▶ _Task statement_
From the line with "Exercise. Find the red-framed" through the line with "Exercise. Find the white fabric", inclusive, return each line of the data below exactly and leave the rest out.

▶ _Data to process_
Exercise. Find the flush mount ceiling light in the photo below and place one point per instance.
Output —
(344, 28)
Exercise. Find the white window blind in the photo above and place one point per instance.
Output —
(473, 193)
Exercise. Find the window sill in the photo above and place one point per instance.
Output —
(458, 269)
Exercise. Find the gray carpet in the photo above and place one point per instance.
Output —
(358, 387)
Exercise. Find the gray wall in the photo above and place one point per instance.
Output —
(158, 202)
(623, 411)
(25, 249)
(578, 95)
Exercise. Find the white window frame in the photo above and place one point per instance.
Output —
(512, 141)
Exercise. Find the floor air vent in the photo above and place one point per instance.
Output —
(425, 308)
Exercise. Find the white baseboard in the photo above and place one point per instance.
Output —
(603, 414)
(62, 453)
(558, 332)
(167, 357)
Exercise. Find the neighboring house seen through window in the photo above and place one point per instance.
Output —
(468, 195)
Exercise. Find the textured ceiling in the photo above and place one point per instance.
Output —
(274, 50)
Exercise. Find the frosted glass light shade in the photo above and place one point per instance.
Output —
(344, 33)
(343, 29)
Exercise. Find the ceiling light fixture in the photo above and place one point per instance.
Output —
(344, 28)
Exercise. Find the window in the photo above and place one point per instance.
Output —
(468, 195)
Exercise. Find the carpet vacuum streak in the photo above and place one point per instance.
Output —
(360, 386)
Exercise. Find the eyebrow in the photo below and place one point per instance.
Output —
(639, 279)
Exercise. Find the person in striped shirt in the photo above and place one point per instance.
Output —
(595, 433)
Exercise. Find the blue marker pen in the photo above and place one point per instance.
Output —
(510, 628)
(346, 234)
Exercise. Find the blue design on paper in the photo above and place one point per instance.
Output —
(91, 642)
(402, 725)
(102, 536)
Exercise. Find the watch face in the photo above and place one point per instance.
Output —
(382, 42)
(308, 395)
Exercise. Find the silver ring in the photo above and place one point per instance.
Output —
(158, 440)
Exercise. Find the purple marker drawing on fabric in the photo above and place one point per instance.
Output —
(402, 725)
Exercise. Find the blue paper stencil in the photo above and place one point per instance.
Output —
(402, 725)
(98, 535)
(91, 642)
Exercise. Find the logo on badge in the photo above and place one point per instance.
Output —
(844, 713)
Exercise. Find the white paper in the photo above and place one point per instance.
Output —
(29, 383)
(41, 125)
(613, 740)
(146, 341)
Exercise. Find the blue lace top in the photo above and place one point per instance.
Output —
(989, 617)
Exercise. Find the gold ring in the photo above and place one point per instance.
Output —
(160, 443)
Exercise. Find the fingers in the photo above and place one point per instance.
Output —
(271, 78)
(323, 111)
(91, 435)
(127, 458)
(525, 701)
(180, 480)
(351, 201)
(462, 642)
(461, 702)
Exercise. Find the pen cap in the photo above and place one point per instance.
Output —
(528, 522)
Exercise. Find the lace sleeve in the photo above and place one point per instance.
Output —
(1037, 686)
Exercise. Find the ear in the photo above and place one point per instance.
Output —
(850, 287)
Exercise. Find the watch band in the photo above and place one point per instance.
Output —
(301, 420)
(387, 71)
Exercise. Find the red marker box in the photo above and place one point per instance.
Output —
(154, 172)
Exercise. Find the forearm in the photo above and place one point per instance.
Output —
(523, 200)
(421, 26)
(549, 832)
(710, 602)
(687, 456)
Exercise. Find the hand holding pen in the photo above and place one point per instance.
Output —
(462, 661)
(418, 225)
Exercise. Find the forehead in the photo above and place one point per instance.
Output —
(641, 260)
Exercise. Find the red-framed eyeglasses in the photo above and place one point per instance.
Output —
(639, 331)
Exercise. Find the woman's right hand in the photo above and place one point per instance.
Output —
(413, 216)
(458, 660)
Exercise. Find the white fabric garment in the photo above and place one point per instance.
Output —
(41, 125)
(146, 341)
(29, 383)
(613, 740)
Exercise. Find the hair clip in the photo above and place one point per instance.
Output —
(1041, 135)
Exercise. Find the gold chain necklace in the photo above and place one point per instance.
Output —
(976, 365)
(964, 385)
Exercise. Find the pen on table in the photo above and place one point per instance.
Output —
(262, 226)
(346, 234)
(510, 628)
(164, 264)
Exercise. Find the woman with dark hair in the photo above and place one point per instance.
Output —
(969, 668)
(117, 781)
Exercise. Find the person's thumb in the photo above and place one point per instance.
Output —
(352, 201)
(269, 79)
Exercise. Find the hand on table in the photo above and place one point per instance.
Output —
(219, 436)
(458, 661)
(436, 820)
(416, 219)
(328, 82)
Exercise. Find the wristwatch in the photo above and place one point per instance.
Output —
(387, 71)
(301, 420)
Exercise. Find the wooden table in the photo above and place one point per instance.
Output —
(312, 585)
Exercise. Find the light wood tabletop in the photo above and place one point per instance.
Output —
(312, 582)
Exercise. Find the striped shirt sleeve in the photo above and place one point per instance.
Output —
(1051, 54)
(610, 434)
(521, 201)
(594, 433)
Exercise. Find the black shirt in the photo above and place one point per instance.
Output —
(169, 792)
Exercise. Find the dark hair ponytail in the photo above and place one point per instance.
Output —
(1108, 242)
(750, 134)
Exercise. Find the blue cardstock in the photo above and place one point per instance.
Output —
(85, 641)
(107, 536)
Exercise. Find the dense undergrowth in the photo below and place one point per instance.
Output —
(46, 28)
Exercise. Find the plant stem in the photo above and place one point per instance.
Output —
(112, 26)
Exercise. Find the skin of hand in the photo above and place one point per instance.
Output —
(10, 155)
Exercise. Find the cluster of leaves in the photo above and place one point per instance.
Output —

▶ _Solution below_
Exercise. Find the red-framed eyeglasses in the photo above and place one point per instance.
Output —
(639, 331)
Exercise. Find the woman's right hand in the photo above and place one point per instance.
Output —
(413, 216)
(458, 660)
Exercise. Find the white fabric garment in the photo above and place one point per instance.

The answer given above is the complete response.